● WHAT TO PRODUCE:
Reproduce the listing below exactly. Pictures do not belong in the copy.

● EXERCISE MATERIALS:
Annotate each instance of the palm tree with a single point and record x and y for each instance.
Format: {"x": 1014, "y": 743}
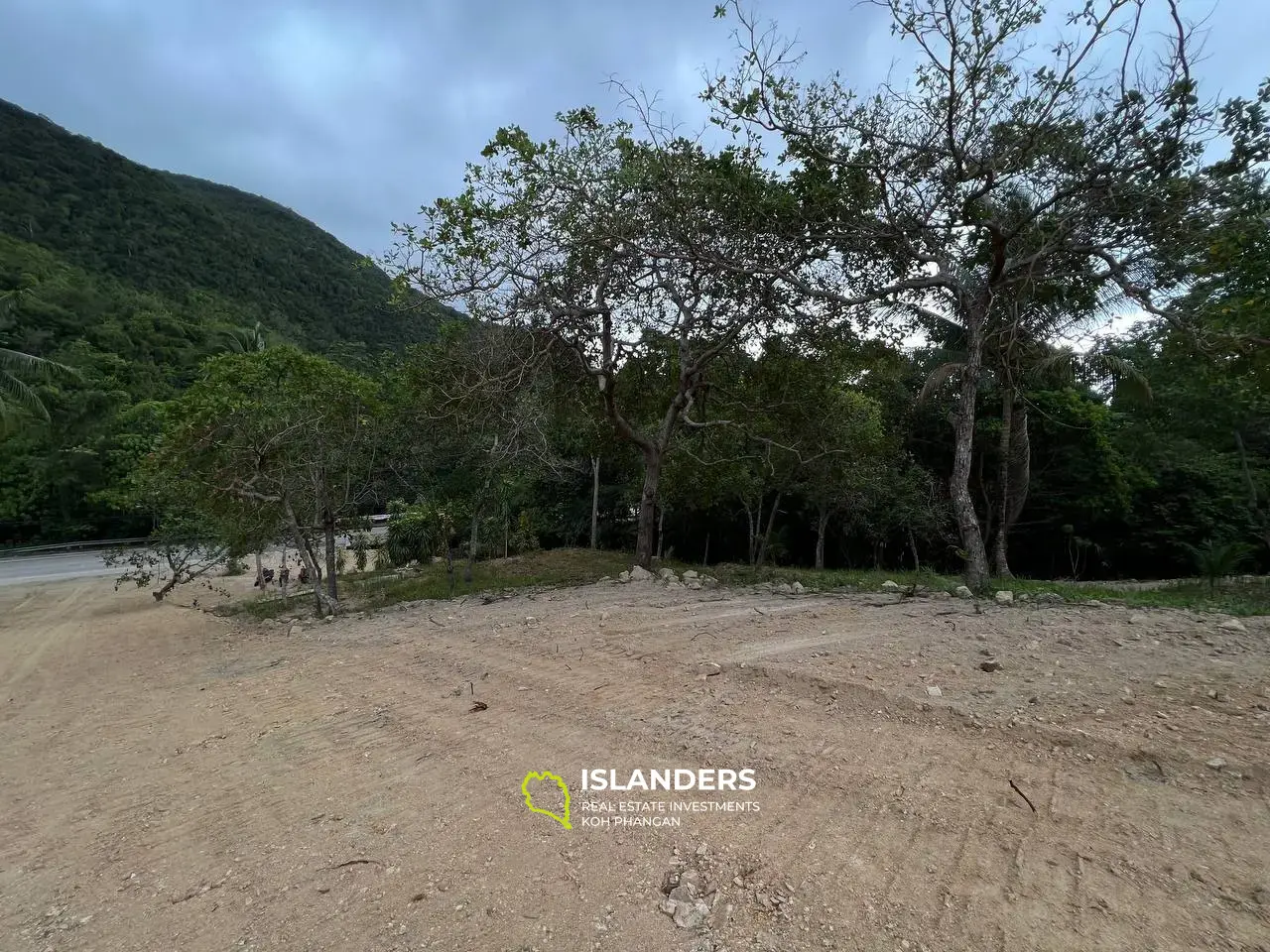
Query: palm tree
{"x": 17, "y": 397}
{"x": 246, "y": 340}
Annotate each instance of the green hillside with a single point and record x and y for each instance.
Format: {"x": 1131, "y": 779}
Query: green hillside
{"x": 175, "y": 235}
{"x": 131, "y": 277}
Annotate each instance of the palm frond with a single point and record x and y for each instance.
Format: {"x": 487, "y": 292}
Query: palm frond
{"x": 17, "y": 395}
{"x": 940, "y": 376}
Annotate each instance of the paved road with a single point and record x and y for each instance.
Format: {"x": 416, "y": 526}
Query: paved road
{"x": 63, "y": 566}
{"x": 24, "y": 570}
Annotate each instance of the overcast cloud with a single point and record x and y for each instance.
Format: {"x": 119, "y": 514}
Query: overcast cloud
{"x": 356, "y": 112}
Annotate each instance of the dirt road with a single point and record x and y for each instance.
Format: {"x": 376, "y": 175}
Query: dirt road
{"x": 172, "y": 780}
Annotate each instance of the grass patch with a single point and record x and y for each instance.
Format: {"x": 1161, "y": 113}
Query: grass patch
{"x": 559, "y": 567}
{"x": 563, "y": 567}
{"x": 1238, "y": 598}
{"x": 825, "y": 579}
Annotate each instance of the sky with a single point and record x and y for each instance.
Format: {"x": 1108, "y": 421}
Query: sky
{"x": 354, "y": 113}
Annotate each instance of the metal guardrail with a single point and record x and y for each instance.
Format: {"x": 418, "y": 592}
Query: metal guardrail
{"x": 56, "y": 547}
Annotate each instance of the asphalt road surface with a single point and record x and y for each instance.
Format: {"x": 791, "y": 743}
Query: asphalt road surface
{"x": 26, "y": 570}
{"x": 63, "y": 566}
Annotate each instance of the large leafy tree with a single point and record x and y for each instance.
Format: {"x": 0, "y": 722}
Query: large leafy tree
{"x": 276, "y": 436}
{"x": 1107, "y": 155}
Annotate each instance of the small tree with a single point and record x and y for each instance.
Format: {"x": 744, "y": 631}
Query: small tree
{"x": 180, "y": 551}
{"x": 276, "y": 436}
{"x": 1103, "y": 150}
{"x": 610, "y": 246}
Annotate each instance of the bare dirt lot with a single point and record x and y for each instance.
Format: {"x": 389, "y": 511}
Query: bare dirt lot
{"x": 177, "y": 780}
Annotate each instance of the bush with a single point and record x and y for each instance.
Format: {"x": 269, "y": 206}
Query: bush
{"x": 361, "y": 546}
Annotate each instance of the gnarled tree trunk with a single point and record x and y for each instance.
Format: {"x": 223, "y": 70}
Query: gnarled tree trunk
{"x": 647, "y": 532}
{"x": 594, "y": 502}
{"x": 767, "y": 534}
{"x": 975, "y": 569}
{"x": 324, "y": 602}
{"x": 1001, "y": 540}
{"x": 331, "y": 555}
{"x": 822, "y": 525}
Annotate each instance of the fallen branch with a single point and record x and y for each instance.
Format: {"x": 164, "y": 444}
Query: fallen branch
{"x": 353, "y": 862}
{"x": 1015, "y": 785}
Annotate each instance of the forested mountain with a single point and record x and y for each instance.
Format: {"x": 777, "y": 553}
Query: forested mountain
{"x": 130, "y": 277}
{"x": 176, "y": 236}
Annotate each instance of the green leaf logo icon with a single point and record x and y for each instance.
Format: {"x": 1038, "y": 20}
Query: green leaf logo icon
{"x": 529, "y": 796}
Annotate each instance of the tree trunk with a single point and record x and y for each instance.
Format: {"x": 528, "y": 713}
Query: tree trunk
{"x": 767, "y": 535}
{"x": 1005, "y": 448}
{"x": 471, "y": 548}
{"x": 648, "y": 509}
{"x": 331, "y": 556}
{"x": 594, "y": 502}
{"x": 822, "y": 525}
{"x": 975, "y": 569}
{"x": 168, "y": 587}
{"x": 1020, "y": 463}
{"x": 307, "y": 556}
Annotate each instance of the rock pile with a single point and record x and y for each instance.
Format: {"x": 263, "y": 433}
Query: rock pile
{"x": 666, "y": 576}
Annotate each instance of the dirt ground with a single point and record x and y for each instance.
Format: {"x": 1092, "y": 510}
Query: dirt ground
{"x": 178, "y": 780}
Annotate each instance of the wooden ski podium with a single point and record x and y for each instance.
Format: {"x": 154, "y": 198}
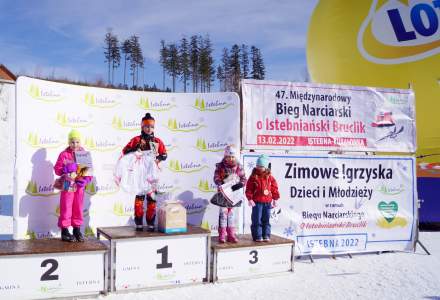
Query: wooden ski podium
{"x": 146, "y": 260}
{"x": 51, "y": 268}
{"x": 251, "y": 259}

● RESULT OF THE TASK:
Annotate each instance of the palm tree with a single point and record x and y for each instance.
Format: {"x": 1014, "y": 743}
Query: palm tree
{"x": 17, "y": 397}
{"x": 246, "y": 340}
Annotate each instance of the green hillside with a single point and record x and y for each instance.
Format: {"x": 1131, "y": 779}
Query: green hillside
{"x": 175, "y": 235}
{"x": 131, "y": 277}
Annotate each instance of the palm frond with a single point and record x and y for each instance.
Format: {"x": 487, "y": 292}
Query: palm frond
{"x": 17, "y": 395}
{"x": 940, "y": 376}
Annotate each instance of the paved road with a single point and record x and y for each instance.
Format: {"x": 416, "y": 526}
Query: paved road
{"x": 63, "y": 566}
{"x": 24, "y": 570}
Annotate each instance of the overcast cloud with a single point and record x and y for each instance.
Format: {"x": 119, "y": 514}
Query: overcast cloud
{"x": 356, "y": 112}
Annotate each instance of the dirt road with a single point and record x and y for each instance.
Format: {"x": 376, "y": 175}
Query: dirt road
{"x": 172, "y": 780}
Annotate each instance of the grass patch with a single point and record x and y for each instance.
Format: {"x": 1161, "y": 113}
Query: grass patch
{"x": 559, "y": 567}
{"x": 563, "y": 567}
{"x": 1238, "y": 598}
{"x": 825, "y": 579}
Annotate each instance of the sky with a single point and record x and y for each instance.
Format: {"x": 1108, "y": 421}
Query: sky
{"x": 354, "y": 113}
Annotate each instance of the metal guardrail with a single point and record x and y for each instance.
Format: {"x": 418, "y": 592}
Query: metal guardrail
{"x": 56, "y": 547}
Annotate each instance of the asphalt road surface with a single point and record x and y for each instance.
Format: {"x": 791, "y": 743}
Query: asphalt road surface
{"x": 26, "y": 570}
{"x": 63, "y": 566}
Annotate each instance of the large leafy tree with a single point and record x and y for each instance.
Format: {"x": 0, "y": 722}
Query: large leafy tree
{"x": 276, "y": 436}
{"x": 1107, "y": 155}
Annotate each instance of the small tree with a single point and record x and y for each instance.
Format: {"x": 744, "y": 631}
Query: small tree
{"x": 180, "y": 551}
{"x": 276, "y": 436}
{"x": 1103, "y": 150}
{"x": 610, "y": 246}
Annotate each instance of the bare dirt lot with a single point and record x and y for each instance.
Format: {"x": 389, "y": 511}
Query: bare dirt lot
{"x": 177, "y": 780}
Annotate each instance of the bush with a single point and record x and y for each instance.
Format: {"x": 269, "y": 206}
Query: bush
{"x": 361, "y": 546}
Annotate each instance of the gnarled tree trunk with a single point and record x and y for each instance.
Format: {"x": 223, "y": 70}
Query: gnarled tree trunk
{"x": 647, "y": 532}
{"x": 594, "y": 502}
{"x": 767, "y": 534}
{"x": 975, "y": 569}
{"x": 324, "y": 602}
{"x": 1001, "y": 540}
{"x": 331, "y": 555}
{"x": 822, "y": 525}
Annotate each instance of the fallen branch with a single point and record x and y for each instance.
Format: {"x": 164, "y": 444}
Query: fallen branch
{"x": 353, "y": 862}
{"x": 1015, "y": 785}
Annotate each instance of the forested mountain with a single point and record x and y for each instance.
Format: {"x": 777, "y": 553}
Query: forested mountain
{"x": 130, "y": 277}
{"x": 176, "y": 236}
Annotate each instance of the green leaf logo icon with a single point and record x and y for each instance.
Format: {"x": 1038, "y": 20}
Query: green leaf logo icon
{"x": 529, "y": 796}
Annotate each instance of the tree trunk with a single point and record x and y for each instance.
Format: {"x": 528, "y": 713}
Query: tree trunk
{"x": 767, "y": 535}
{"x": 1005, "y": 448}
{"x": 471, "y": 548}
{"x": 648, "y": 509}
{"x": 331, "y": 556}
{"x": 594, "y": 502}
{"x": 822, "y": 525}
{"x": 975, "y": 569}
{"x": 168, "y": 587}
{"x": 1020, "y": 463}
{"x": 307, "y": 556}
Annotate each instance of the rock pile with a single point and record x and y for each instance.
Format: {"x": 263, "y": 433}
Query: rock pile
{"x": 666, "y": 576}
Annotate each instance of the dirt ground with a single point and record x and y for each instance.
Format: {"x": 1092, "y": 510}
Query: dirt ground
{"x": 178, "y": 780}
Annotate each instance of the wooden ski podium with a single point and record x and y for each instance.
Format: {"x": 154, "y": 198}
Query: wooden ski podium
{"x": 146, "y": 260}
{"x": 51, "y": 268}
{"x": 251, "y": 259}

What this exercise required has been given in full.